**Selected excerpt**
'''

Tuesday, January 3, 2012

Guest Post: Keep On Keeping On


Today is a guest post from one of my fellow cohorts in tale-weaving, 
from the Y5 - my writer's group that I am always mentioning here. 
Thanks to Darlene for the post ~ Enjoy!

 Hi. I’m an unknown, regular-Jane writer.
Well, I think I’m a writer. I write stuff. But I’m not that good.
I can’t write poetry—rhyming makes me twitch and free verse confuses me with its murky meaning.
I hate writing short stories—too much pressure to pack one succinct meaning into a few hundred words without being over/under descriptive.
I don’t do song lyrics—again with the rhyming, and I’m not that catchy.
Books… novels… well, that’s my niche, but again, not very good there either, according to all the rejection letters.
In my novels, I’m not witty. I’m not descriptive. I’m not quotable. I’m not sarcastic. I’m not sappy. I’m not dramatic. I don’t write cursing or sex scenes. I don’t have one simple thought. I don’t have a unique writing style. I don’t have spectacular grammar.
So… Am I a writer? I write, but does it count if it’s all crap?
Because, you see, I’ve submitted a countless number of times to publishers. Want to know how many rejections? Same countless number. Query letter? It stinks. Word count? Fifty-thousand over the maximum number for my genre. First few pages? Unclear and boring.
Sigh.
If you think you know failure, you’ve yet to meet me.
But still, for those of you who don’t know me, I’m not a bitter person. Well, not yet. And I still find joy in writing. Want to know my secret? It’s so simple you might never have thought about it even though I guarantee you have it too. Just in case, I’ll go ahead and state the obvious.
Are you ready? Here it is: I write for me. No one else. I don’t write to get critiqued or published or patted on the back or have eyes bug out at me. My stories are places that I have complete reign over, where nothing happens—good or bad—without my knowledge. It’s riveting, that kind of control, when this world—the “real” world?—is so unpredictable.
The characters in my head are mine, aspects of people that I’ve observed, or who I wish I could become for just a day. They creep into my head, demanding names and space in a document. They won’t leave me alone until I’ve written them proper. Ever felt like that? Strangely, without them, I would be crazier than I am.
Because it’s during the tough, the rough, the rowdy, the complicated, the wearying, the crumbling times in my life that I write them. My characters. My stories that transport me away to somewhere, not necessarily better, but different. A break from reality. It’s nice. It’s my outlet, a way to dump everything that I’m feeling into words that wind and wrap themselves into a scraggly bow on top the present that I call a book.

'''

**Raw data**
'''

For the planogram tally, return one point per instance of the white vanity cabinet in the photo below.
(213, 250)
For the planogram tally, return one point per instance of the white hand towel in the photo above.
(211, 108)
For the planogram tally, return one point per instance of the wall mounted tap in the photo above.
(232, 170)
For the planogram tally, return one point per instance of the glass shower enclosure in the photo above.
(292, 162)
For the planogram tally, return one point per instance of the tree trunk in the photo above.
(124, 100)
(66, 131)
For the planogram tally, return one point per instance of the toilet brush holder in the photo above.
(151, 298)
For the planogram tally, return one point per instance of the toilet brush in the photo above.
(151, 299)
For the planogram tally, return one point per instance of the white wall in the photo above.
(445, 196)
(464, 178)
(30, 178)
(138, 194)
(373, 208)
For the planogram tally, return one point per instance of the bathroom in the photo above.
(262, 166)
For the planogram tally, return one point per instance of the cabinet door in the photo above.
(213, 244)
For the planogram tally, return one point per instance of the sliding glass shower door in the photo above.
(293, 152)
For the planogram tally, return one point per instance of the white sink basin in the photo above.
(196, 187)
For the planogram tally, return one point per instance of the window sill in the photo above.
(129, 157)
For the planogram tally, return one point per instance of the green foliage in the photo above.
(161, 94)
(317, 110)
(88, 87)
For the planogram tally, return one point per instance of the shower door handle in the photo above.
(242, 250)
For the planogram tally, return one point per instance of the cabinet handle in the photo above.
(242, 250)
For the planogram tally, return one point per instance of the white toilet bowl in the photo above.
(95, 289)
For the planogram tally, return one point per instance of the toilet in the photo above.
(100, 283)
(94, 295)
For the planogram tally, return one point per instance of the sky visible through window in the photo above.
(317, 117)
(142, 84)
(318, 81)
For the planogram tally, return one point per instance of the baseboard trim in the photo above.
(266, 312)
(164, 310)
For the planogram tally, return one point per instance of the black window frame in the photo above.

'''

**Required task**
Reproduce the guest post on writing from "Are you ready?" up to and including "crazier than I am.". The material has no connection to the guest post.

**Finished exercise**
Are you ready? Here it is: I write for me. No one else. I don’t write to get critiqued or published or patted on the back or have eyes bug out at me. My stories are places that I have complete reign over, where nothing happens—good or bad—without my knowledge. It’s riveting, that kind of control, when this world—the “real” world?—is so unpredictable.
The characters in my head are mine, aspects of people that I’ve observed, or who I wish I could become for just a day. They creep into my head, demanding names and space in a document. They won’t leave me alone until I’ve written them proper. Ever felt like that? Strangely, without them, I would be crazier than I am.